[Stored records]
-*-*-

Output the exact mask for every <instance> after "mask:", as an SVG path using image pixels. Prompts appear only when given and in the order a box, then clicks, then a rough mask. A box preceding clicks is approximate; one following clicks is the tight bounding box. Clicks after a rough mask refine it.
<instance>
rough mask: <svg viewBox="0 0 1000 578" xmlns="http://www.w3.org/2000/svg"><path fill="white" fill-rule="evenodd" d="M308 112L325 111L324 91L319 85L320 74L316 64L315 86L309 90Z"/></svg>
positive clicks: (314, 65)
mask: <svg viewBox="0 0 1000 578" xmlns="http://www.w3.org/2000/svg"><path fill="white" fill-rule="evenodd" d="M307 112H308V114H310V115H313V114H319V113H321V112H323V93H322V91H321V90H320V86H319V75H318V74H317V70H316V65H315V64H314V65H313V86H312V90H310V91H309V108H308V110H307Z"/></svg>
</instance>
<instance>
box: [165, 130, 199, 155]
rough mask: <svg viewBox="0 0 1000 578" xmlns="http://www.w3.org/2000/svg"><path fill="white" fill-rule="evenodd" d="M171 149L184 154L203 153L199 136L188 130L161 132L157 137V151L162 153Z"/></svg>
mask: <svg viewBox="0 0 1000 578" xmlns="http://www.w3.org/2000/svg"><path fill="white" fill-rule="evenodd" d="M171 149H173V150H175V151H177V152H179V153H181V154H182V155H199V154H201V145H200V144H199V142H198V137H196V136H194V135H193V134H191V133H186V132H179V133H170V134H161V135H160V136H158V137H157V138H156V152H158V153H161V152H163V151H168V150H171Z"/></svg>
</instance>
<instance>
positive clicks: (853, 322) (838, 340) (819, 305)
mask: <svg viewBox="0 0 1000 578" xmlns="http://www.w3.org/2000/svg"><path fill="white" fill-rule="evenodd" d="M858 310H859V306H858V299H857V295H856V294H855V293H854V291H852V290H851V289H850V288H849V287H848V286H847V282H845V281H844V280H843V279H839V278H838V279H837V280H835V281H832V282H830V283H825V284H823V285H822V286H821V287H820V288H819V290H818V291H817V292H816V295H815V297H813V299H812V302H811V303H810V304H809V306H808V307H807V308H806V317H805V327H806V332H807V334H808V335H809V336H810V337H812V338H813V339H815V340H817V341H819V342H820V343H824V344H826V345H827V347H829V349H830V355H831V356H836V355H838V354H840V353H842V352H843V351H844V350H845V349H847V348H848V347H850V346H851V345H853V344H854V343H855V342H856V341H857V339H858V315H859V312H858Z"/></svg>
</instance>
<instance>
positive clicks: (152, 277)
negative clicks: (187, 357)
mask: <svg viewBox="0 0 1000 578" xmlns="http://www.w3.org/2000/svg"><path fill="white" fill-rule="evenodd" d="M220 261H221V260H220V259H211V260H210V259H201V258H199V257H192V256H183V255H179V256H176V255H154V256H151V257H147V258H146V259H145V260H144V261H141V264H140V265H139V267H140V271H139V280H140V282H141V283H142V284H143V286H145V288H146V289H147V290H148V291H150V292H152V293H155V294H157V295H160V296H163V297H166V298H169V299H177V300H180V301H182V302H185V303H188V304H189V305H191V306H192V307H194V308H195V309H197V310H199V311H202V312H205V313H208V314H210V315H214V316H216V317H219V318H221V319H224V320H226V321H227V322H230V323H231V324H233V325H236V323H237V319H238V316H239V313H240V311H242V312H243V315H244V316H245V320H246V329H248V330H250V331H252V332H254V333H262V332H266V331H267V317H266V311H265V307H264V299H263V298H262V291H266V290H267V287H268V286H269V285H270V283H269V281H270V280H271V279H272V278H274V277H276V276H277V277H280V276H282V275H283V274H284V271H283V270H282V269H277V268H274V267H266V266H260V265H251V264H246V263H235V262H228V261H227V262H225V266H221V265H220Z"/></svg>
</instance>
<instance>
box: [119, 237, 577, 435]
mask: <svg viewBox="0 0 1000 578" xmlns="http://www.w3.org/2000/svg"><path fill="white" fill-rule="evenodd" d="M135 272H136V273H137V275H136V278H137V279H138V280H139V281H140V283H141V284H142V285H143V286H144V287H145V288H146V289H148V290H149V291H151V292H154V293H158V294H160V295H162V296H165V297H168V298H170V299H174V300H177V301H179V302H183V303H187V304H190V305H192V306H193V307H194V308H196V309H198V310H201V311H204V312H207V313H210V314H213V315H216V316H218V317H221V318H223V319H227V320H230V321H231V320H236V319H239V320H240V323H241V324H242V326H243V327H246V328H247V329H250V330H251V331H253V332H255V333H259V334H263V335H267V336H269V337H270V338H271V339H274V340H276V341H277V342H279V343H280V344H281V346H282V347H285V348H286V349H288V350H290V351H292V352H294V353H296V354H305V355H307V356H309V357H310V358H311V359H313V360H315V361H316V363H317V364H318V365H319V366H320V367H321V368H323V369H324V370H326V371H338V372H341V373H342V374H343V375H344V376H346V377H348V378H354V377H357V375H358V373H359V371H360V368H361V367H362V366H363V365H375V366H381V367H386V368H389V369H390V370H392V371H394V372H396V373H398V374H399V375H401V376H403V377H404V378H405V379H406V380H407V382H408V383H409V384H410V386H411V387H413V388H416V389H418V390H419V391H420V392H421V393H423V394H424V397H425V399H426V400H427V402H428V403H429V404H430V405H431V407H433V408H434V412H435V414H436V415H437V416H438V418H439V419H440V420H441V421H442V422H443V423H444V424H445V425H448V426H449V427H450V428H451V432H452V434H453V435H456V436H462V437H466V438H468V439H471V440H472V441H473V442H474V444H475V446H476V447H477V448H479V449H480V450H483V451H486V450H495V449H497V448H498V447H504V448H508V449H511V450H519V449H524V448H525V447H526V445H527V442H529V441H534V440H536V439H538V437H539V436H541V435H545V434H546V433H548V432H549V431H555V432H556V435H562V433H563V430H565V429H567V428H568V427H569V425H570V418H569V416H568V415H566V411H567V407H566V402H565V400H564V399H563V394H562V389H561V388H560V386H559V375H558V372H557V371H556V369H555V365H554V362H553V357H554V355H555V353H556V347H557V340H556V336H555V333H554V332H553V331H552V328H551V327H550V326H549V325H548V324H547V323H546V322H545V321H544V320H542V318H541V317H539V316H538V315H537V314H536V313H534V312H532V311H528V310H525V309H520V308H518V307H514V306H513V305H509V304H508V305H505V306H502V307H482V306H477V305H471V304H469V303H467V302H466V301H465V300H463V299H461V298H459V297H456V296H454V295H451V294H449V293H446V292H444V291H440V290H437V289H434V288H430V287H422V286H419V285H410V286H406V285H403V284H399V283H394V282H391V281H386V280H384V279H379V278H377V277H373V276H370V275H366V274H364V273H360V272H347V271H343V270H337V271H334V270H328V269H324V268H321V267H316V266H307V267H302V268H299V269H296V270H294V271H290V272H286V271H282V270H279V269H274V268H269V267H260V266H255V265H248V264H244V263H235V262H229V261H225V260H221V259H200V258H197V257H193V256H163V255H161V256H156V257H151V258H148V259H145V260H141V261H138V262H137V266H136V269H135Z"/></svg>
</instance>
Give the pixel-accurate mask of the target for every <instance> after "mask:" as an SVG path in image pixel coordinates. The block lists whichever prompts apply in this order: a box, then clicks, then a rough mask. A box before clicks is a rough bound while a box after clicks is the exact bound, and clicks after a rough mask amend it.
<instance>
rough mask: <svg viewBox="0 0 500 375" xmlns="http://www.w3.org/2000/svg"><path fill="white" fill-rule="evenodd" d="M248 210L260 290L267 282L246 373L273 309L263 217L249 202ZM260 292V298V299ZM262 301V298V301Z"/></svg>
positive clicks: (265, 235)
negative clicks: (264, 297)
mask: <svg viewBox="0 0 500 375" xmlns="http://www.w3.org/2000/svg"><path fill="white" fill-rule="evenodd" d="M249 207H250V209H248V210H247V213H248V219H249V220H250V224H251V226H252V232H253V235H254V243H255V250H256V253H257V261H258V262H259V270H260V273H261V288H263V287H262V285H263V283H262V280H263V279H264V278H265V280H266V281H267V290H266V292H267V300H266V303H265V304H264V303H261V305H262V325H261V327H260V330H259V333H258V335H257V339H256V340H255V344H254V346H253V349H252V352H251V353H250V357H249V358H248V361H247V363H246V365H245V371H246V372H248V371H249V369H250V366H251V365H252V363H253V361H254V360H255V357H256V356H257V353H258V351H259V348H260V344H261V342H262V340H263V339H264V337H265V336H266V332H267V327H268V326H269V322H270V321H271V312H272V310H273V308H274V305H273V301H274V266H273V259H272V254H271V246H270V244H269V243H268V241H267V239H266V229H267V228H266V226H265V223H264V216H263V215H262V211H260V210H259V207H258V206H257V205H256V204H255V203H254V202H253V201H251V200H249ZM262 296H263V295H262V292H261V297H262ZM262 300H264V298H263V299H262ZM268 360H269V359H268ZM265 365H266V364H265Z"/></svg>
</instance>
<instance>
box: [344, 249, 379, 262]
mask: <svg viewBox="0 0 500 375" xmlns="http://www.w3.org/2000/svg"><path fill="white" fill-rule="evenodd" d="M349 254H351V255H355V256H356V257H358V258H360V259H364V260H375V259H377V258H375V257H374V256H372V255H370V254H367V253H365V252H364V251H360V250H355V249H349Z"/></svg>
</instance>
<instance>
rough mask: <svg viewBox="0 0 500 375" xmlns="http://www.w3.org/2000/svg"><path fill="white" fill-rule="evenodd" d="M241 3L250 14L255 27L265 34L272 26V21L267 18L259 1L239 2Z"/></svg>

-*-*-

Which lines of the data contain the string "every"? Copy each of them.

Output the exact mask for every <instance> after "mask:", as an SVG path using image pixels. Prompts appear only when given and in the order a box, then clicks, then a rough mask. A box preceding clicks is approximate; one following clicks is the tight bounding box. Clicks after a rough mask refine it.
Give the pixel-accurate mask of the target for every <instance> after "mask:" as an SVG path in image pixel coordinates. The block lists whichever prompts apply in this order: a box, then clicks, then a rough mask. A box before clicks is a rough bound while a box after clicks is the exact bound, and clicks after a rough mask amend it.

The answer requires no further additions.